══ RECORD EXCERPTS ══

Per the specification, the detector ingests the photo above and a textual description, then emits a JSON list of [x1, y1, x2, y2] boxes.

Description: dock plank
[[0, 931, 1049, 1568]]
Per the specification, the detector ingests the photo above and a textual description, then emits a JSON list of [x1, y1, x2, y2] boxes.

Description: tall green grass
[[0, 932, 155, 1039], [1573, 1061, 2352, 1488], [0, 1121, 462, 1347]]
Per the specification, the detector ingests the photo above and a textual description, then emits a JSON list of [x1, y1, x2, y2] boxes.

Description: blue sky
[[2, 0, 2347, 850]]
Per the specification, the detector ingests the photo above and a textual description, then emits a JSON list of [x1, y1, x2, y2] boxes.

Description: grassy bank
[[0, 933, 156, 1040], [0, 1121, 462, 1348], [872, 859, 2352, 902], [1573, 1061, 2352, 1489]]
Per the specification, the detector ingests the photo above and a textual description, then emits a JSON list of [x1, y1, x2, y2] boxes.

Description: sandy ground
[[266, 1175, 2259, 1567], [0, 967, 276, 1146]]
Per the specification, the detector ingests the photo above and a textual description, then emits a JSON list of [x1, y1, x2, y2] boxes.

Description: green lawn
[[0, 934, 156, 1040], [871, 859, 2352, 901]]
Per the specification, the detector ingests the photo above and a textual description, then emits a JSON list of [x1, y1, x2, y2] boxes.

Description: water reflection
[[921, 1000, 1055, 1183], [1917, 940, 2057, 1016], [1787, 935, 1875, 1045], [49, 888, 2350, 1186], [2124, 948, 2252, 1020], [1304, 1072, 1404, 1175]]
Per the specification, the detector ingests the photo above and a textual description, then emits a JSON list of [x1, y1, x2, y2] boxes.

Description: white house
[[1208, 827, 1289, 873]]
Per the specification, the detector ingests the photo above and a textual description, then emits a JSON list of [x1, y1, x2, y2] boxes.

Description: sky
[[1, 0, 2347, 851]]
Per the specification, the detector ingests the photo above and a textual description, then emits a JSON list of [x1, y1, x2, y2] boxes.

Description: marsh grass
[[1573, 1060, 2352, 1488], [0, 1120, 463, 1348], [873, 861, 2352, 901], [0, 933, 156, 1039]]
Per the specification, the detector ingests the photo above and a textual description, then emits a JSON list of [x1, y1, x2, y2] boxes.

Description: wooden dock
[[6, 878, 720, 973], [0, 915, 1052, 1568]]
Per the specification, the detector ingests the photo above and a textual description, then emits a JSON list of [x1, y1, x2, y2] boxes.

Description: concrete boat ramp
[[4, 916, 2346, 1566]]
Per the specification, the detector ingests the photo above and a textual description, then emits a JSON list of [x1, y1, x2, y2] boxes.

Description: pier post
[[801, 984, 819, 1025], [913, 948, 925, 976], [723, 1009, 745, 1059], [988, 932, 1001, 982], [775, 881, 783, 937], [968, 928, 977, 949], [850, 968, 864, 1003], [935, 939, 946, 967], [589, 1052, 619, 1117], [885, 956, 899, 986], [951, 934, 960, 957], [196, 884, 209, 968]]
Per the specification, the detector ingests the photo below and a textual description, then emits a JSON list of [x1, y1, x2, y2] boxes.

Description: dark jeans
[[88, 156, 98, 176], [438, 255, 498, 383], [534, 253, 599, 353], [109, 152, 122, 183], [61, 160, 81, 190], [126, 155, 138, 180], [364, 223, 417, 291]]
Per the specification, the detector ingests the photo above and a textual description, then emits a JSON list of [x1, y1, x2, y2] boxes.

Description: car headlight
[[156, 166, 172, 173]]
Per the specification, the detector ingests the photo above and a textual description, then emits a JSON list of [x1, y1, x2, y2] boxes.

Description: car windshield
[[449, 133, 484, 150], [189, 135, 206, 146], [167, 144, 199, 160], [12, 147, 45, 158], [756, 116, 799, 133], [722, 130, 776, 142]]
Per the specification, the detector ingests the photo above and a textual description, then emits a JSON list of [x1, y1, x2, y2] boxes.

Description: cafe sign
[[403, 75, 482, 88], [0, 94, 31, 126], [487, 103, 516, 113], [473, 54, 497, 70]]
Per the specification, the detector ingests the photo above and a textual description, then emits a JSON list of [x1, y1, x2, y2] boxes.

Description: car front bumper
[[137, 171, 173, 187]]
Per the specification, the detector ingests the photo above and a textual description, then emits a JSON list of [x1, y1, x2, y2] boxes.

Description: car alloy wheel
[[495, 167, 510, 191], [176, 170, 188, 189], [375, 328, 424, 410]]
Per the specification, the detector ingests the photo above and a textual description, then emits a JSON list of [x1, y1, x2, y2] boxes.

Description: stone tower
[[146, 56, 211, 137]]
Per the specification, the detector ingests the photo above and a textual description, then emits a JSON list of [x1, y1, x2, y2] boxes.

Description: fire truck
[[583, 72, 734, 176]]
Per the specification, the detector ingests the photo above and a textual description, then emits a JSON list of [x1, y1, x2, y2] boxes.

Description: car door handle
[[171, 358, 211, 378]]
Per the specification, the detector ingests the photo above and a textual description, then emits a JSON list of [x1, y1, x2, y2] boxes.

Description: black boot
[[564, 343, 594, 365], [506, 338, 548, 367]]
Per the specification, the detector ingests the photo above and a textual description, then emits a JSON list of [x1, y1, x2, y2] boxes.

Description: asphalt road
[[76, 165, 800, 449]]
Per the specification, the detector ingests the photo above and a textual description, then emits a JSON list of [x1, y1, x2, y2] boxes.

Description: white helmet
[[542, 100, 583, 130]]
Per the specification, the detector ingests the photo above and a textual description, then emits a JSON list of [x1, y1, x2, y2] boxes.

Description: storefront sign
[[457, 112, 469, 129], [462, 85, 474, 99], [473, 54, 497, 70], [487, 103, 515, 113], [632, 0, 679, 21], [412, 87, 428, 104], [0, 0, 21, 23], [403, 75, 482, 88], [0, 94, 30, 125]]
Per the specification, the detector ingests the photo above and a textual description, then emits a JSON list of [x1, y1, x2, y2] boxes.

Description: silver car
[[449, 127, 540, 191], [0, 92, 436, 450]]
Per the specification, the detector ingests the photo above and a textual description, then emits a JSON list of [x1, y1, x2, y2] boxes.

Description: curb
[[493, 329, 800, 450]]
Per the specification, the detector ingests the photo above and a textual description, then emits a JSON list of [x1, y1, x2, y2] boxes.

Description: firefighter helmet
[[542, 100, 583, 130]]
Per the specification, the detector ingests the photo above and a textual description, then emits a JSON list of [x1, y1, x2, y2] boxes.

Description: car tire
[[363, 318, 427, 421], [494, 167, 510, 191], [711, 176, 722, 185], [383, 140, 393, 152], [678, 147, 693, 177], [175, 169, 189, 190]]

═══

TASK TO COMPLETE >> All the records shown above need to be given again exactly.

SOLUTION TO THIS PROBLEM >>
Per the specification, the detector ingests the photo above and a textual description, then emits a JSON list of [x1, y1, x2, y2] boxes.

Description: dock plank
[[0, 931, 1049, 1568]]
Per the specification, the detector ingests the photo above and a textual description, then emits a JSON list of [x1, y1, x2, y2] boxes.

Description: tall green grass
[[0, 932, 155, 1039], [1573, 1061, 2352, 1488], [0, 1121, 462, 1347]]
Per the specification, the detector ingests the photo above and a textual description, then emits a JSON list of [x1, y1, x2, y2] boxes.

Description: blue sky
[[2, 0, 2347, 850]]
Per the specification, the detector ingests the photo above and a textual description, then emits a JSON list of [x1, y1, x2, y2] boxes.

Description: grassy bank
[[0, 933, 156, 1040], [0, 1121, 462, 1348], [872, 859, 2352, 902], [1573, 1061, 2352, 1489]]
Per the specification, the detector ingests the photo above and a textual description, then emits a JSON list of [x1, y1, x2, y2] boxes.

Description: sandy ground
[[266, 1175, 2259, 1567], [0, 967, 276, 1146]]
Per the specification, the detector ingests the photo above and a textual description, then emits a JSON list of [x1, y1, x2, y2] boxes.

Description: green lawn
[[0, 934, 156, 1040], [871, 859, 2352, 901]]
Per the specification, the detector ingests the photo above and a textual description, then emits a JSON list of [x1, y1, x2, y2] boxes.

Description: water reflection
[[921, 1000, 1055, 1183], [1917, 940, 2057, 1016], [1787, 935, 1875, 1045], [49, 888, 2350, 1186], [2124, 948, 2252, 1020], [1304, 1072, 1404, 1175]]
Per the specification, the detector ingests the photo above and a textual description, then emits a JSON list of [x1, y1, x2, y2] boxes.

Description: white house
[[1208, 827, 1289, 873]]
Per the specification, the detector ingests the photo above and a textual description, then emits a JSON list of [x1, y1, x2, y2] boxes.

Description: sky
[[1, 0, 2347, 851]]
Per the specification, the detector ingests the photo above and a textual description, then emits a JSON list of [x1, y1, x2, y2] boxes.

Description: marsh grass
[[1573, 1060, 2352, 1488], [0, 1120, 463, 1348], [873, 861, 2352, 901], [0, 933, 156, 1039]]
Per the specification, the detector ingests the photo above and a textual description, then emits a JSON list of [x1, y1, x2, y2] boxes.

Description: wooden dock
[[6, 878, 720, 973], [0, 915, 1052, 1568]]
Per the specification, the detector ingests the photo above and a textual description, then emits a JSON list of [x1, y1, x2, y2] boxes.

Description: concrete boat ramp
[[4, 916, 2346, 1566]]
Per the specification, the detector ingests the photo above and a textual description, then emits a JSON list of [x1, y1, x2, y2] boxes.

Description: pier post
[[801, 984, 819, 1025], [913, 948, 925, 976], [723, 1009, 745, 1059], [988, 932, 1001, 982], [775, 881, 783, 937], [968, 928, 977, 949], [850, 968, 864, 1003], [935, 939, 946, 967], [589, 1052, 619, 1117], [885, 956, 899, 986], [951, 934, 960, 957], [196, 884, 209, 968]]
Per the specification, the detector ingests the photo below and a textual description, then emits a JSON list of [x1, y1, x2, y2] boxes.

Description: dark jeans
[[88, 156, 98, 176], [438, 255, 498, 383], [534, 253, 599, 353], [109, 152, 122, 183], [61, 160, 81, 190], [126, 155, 138, 180], [364, 223, 417, 291]]
Per the specification, the detector ingests the photo above and a textual description, then emits a JSON list of [x1, y1, x2, y2] boxes.

Description: car headlight
[[156, 166, 172, 173]]
Per the specification, the detector ingests the photo above and a textual description, then emits a JSON list of [x1, y1, x2, y2] boxes.

Description: car windshield
[[449, 133, 484, 150], [189, 135, 206, 146], [167, 144, 199, 160], [12, 147, 45, 158], [756, 116, 799, 133], [722, 130, 776, 142]]
Per the specification, the detector ingests the photo above and a textual description, then emits a JSON list of [x1, y1, x2, y2] boxes.

Description: cafe sign
[[403, 75, 482, 88], [0, 94, 31, 126], [487, 103, 516, 113], [473, 54, 497, 70]]
Per the specification, the detector ingests the photo above and a textual description, then emits a JSON list of [x1, y1, x2, y2] boxes.

Description: car front bumper
[[137, 171, 173, 187]]
Per the specification, the detector ingests the photo above and a textual description, then emits a JSON list of [x1, y1, x2, y2] boxes.

Description: car alloy wheel
[[495, 167, 510, 191], [176, 170, 188, 189], [375, 328, 424, 410]]
Per the specification, the detector ingests the photo above and a textual description, then emits a JSON list of [x1, y1, x2, y2] boxes.

Description: stone tower
[[146, 56, 211, 137]]
Per the specification, the detector ingests the photo above and a textual description, then emits a JSON list of [x1, y1, x2, y2] boxes.

Description: fire truck
[[583, 72, 734, 176]]
Per the specification, the detector ingests the photo above and a textual description, then emits a JSON list of [x1, y1, x2, y2] boxes.

Description: car door handle
[[171, 358, 211, 378]]
Per the specification, the detector ingests the photo above and a textual description, then emits a JSON list of [x1, y1, x2, y2] boxes.

Description: black boot
[[564, 343, 594, 365], [506, 338, 548, 367]]
Per the specification, the detector ingests the photo above and a textual description, then emits a JSON list of [x1, y1, x2, y2] boxes.

Description: asphalt road
[[76, 165, 800, 449]]
Per the specification, the detector ingests the photo above and a textual description, then emits a JSON list of [x1, y1, x2, y2] boxes.

Description: white helmet
[[542, 100, 583, 130]]
Per the specification, the detector ingests the photo above and a textual description, then emits a JSON list of [x1, y1, x2, y2] boxes.

Description: storefront sign
[[457, 112, 469, 129], [462, 85, 474, 99], [473, 54, 497, 70], [487, 103, 515, 113], [632, 0, 679, 21], [412, 87, 428, 104], [0, 0, 21, 23], [403, 75, 482, 88], [0, 94, 30, 125]]
Per the specification, the detector ingests the photo above and a textual description, then emits a JSON list of [x1, y1, x2, y2] boxes.

Description: silver car
[[449, 127, 540, 191], [0, 92, 436, 450]]
Per the specification, the detector ingests the photo above and a textual description, then emits a JSON list of [x1, y1, x2, y2] boxes.

Description: curb
[[493, 329, 800, 450]]
Per the specification, the detector ingests the photo above and a textual description, then emits a JSON list of [x1, y1, x2, y2] boxes.

Description: firefighter helmet
[[542, 100, 583, 130]]
Per the specification, the detector ingests the photo above and a textual description, then emits a JSON list of [x1, y1, x2, y2] boxes.

Description: car tire
[[363, 318, 427, 421], [494, 167, 510, 191], [711, 176, 722, 185], [383, 140, 393, 152], [678, 147, 693, 177], [175, 169, 189, 190]]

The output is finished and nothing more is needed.